» Task inputs
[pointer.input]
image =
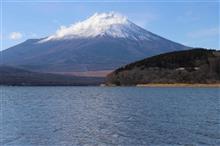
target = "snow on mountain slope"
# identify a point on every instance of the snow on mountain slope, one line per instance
(103, 24)
(104, 41)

» Given task
Identify every line of the records above that contains the string "slope", treating uppercase and lowercase as distinct, and copy each such line in full.

» Task result
target = "snow on mountain slope"
# identify a point on every instance of the snow on mountain slope, one line per instance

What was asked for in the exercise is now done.